[Image-grounded pointing data]
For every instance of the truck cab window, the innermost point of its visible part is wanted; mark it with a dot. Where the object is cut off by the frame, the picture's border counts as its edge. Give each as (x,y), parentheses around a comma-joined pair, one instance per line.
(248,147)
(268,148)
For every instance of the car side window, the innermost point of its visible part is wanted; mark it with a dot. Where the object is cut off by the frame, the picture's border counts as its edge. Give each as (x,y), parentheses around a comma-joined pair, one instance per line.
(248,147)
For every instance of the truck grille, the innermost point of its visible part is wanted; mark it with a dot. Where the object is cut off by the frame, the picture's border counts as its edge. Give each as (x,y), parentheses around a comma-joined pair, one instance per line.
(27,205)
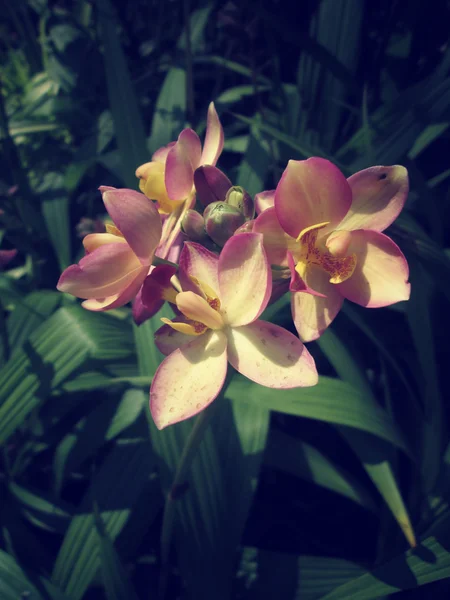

_Assignment_
Pictures stay out of this copy; write out the entries above exactly.

_Exercise output_
For every instance of the truck cab window, the innermost point of its visible part is wanted; mark it with a dot. Where the object is cut off by the frame, the picture's border counts as its edge. Give each as (x,y), parentheses around a comma-joined pair, one instance per line.
(248,147)
(268,148)
For every instance of the car side window, the innermost point of its visible part is wanted; mark it with a dot. Where the object is cut off by the frame, the picture's border counts as its edge. Give each as (x,y), parentheses around a comma-joined pair, one instance per line.
(248,147)
For every instance of the truck grille, the innermost point of its visible part is wanted; mark it with a dot. Where the object is cut off by the frame, the picture's border counts as its edge. Give each as (x,y), parentheses around a comma-joined pair, one instance per line.
(27,205)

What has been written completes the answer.